◆ EXERCISE REQUIREMENTS:
Please list every line in the records below that contains the word "ceramic", copying each one in full. Case counts.

◆ MATERIAL SUPPLIED:
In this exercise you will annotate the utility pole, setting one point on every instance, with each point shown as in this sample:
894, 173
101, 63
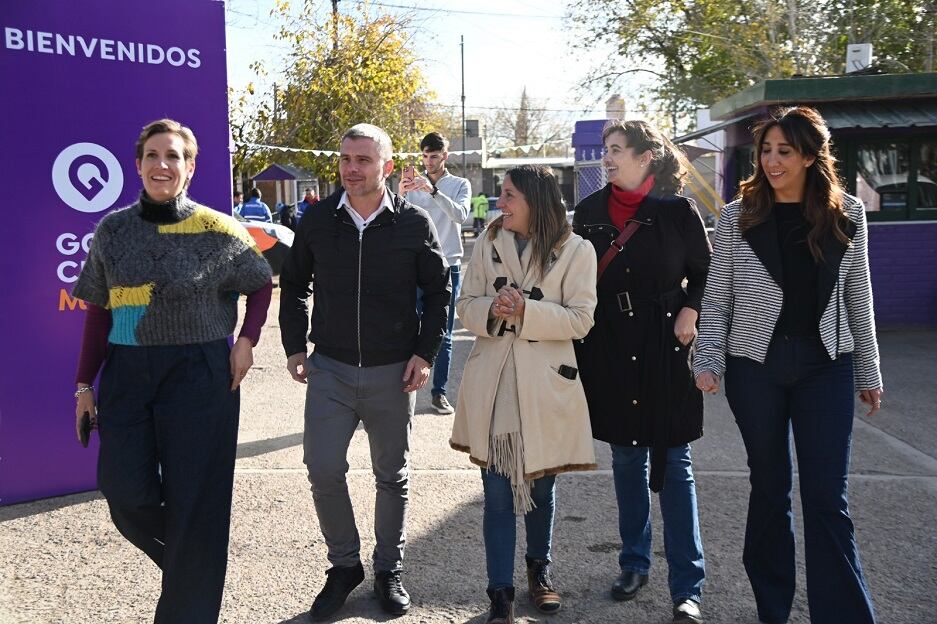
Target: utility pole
462, 51
929, 57
335, 24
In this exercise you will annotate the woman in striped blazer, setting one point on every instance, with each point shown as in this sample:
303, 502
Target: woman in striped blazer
787, 319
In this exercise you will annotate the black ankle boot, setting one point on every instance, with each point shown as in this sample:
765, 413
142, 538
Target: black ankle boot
540, 586
502, 606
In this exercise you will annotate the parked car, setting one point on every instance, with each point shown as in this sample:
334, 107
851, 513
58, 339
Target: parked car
273, 239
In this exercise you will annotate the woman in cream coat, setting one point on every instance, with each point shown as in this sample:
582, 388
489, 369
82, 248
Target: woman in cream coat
529, 291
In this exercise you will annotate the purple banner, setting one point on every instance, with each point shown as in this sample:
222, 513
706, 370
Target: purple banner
80, 79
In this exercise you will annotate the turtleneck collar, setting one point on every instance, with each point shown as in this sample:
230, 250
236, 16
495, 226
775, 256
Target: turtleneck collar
623, 204
636, 196
175, 210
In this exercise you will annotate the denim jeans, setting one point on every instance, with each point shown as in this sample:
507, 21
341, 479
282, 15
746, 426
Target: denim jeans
800, 388
168, 424
682, 544
443, 358
499, 525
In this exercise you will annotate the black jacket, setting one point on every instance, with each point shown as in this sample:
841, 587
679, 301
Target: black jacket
634, 370
364, 310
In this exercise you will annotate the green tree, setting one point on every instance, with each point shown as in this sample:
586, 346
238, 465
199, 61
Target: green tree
357, 68
699, 51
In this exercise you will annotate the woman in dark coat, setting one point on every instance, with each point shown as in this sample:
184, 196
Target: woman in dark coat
641, 394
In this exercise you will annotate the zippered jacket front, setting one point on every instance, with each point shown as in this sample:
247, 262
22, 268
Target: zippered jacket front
364, 285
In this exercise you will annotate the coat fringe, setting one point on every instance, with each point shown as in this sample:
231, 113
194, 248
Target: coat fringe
532, 475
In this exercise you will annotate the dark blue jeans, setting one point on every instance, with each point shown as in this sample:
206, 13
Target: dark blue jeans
168, 424
799, 388
443, 358
499, 525
682, 543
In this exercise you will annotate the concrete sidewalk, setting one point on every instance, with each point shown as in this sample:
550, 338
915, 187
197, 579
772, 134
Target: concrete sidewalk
63, 561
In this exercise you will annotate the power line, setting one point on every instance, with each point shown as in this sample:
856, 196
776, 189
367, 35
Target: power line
458, 12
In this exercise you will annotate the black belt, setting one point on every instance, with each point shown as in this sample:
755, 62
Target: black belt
627, 301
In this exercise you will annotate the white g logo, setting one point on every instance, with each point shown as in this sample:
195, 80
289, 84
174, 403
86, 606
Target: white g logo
87, 177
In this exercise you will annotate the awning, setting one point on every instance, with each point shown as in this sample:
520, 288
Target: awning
284, 172
905, 114
713, 128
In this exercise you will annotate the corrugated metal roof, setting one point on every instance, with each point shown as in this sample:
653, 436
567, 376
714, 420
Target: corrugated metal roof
907, 114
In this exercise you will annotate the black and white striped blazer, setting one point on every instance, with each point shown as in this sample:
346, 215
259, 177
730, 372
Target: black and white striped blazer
742, 300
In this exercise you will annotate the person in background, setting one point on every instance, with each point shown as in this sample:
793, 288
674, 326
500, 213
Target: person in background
521, 414
788, 320
479, 212
161, 284
310, 198
446, 198
368, 252
287, 215
641, 392
254, 209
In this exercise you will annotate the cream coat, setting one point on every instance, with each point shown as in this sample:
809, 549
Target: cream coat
554, 417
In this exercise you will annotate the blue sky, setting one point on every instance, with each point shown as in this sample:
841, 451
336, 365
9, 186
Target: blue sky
509, 45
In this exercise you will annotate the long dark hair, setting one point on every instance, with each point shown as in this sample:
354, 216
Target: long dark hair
806, 132
667, 161
548, 225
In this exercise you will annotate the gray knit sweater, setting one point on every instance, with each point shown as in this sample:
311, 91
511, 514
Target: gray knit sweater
170, 273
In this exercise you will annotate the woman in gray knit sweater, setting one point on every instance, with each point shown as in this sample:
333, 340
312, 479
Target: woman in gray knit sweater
161, 282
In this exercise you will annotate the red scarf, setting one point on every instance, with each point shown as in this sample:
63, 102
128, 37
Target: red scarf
622, 204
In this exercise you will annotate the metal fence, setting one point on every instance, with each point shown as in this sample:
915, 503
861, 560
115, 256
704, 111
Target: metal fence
589, 177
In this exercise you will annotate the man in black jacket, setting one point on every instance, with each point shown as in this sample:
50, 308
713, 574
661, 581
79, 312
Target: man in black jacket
367, 250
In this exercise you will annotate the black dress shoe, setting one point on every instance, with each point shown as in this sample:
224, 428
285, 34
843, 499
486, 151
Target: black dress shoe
338, 585
627, 584
389, 589
687, 612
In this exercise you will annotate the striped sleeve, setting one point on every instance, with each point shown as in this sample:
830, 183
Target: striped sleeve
857, 297
711, 345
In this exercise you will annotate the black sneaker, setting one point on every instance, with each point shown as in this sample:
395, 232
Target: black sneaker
389, 589
338, 585
627, 584
441, 404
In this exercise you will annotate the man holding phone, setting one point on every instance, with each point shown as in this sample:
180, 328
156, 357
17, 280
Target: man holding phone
447, 199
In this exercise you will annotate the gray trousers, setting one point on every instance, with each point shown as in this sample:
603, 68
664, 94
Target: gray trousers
338, 396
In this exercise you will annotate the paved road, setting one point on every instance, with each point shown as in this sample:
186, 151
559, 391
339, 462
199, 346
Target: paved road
61, 560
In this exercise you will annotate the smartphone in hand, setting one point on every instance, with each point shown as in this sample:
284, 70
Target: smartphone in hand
84, 429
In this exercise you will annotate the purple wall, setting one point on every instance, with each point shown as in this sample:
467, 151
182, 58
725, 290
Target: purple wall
902, 257
80, 79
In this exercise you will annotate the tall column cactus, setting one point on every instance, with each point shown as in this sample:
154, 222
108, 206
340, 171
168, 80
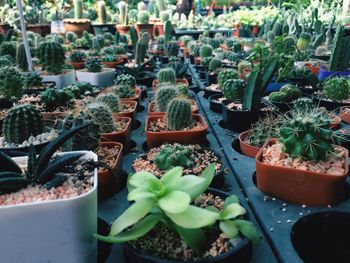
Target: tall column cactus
102, 13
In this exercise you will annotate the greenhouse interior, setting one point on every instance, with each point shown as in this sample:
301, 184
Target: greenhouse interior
174, 131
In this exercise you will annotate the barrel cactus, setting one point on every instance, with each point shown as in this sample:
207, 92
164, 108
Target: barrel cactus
21, 122
102, 115
164, 95
179, 114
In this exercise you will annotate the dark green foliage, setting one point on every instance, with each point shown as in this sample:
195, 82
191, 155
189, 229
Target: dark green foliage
172, 156
179, 114
21, 122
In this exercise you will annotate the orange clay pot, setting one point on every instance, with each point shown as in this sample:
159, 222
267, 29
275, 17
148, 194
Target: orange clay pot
155, 139
299, 186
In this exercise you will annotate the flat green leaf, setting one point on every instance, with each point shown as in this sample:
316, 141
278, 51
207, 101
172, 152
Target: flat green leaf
231, 200
140, 179
175, 202
194, 238
139, 194
132, 215
248, 230
194, 217
171, 177
229, 228
232, 211
138, 230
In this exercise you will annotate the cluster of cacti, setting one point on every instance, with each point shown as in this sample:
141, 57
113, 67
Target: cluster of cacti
101, 11
11, 82
21, 122
164, 95
225, 75
52, 55
166, 75
234, 89
265, 128
340, 56
287, 93
102, 115
306, 134
111, 100
179, 114
86, 139
93, 64
214, 65
172, 48
336, 88
172, 156
205, 51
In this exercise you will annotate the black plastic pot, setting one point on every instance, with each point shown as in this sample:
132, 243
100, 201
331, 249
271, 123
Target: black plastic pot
242, 253
214, 105
103, 28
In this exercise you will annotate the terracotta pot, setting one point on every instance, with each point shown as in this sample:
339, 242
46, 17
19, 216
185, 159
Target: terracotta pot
41, 29
247, 149
4, 28
144, 27
155, 139
107, 182
151, 108
132, 113
298, 186
77, 26
122, 136
345, 117
122, 29
78, 65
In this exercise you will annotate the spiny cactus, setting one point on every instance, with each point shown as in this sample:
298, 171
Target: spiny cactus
52, 55
172, 156
125, 79
111, 100
225, 75
306, 134
102, 115
164, 95
234, 89
179, 114
93, 64
21, 122
166, 75
336, 89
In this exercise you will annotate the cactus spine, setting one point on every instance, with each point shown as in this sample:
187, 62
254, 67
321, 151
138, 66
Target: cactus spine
21, 122
179, 114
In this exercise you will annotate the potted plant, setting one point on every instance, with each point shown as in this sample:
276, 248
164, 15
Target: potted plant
181, 211
77, 59
178, 125
76, 199
52, 55
95, 74
303, 166
78, 24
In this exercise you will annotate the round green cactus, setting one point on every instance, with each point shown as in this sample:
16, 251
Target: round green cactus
179, 114
336, 89
164, 95
233, 89
102, 115
21, 122
166, 75
225, 75
111, 100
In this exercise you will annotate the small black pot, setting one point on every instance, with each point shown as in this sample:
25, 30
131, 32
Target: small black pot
214, 105
242, 253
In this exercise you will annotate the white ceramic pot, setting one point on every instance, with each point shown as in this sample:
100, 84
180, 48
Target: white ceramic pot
99, 79
61, 81
53, 231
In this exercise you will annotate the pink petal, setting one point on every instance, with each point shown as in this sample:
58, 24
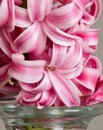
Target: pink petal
64, 89
32, 39
26, 71
87, 80
18, 2
7, 19
71, 72
58, 55
38, 9
6, 44
90, 40
56, 35
4, 76
73, 57
60, 16
96, 9
21, 17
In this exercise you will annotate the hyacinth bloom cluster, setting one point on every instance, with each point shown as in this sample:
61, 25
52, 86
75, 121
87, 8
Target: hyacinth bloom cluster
46, 52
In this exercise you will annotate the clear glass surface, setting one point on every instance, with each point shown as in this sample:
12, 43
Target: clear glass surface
17, 117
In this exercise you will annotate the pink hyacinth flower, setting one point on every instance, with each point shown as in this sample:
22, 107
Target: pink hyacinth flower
7, 20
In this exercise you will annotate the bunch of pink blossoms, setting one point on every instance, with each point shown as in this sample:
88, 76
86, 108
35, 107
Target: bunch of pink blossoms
46, 52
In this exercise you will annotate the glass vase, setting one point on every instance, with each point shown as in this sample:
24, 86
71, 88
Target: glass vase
16, 117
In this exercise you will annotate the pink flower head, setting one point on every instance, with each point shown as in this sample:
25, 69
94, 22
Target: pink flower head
7, 17
46, 49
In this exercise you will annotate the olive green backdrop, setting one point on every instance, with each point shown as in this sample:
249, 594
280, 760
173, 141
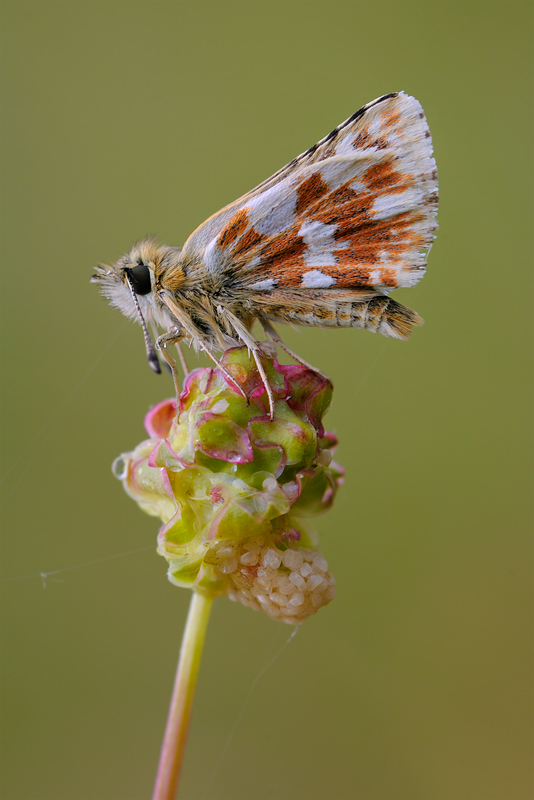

◆ ANSWER TO THE PROBLEM:
In this exercise you will annotate the white ceramic pot, setting one point on every instance, with each point shown as in this sample:
Target: white ceramic pot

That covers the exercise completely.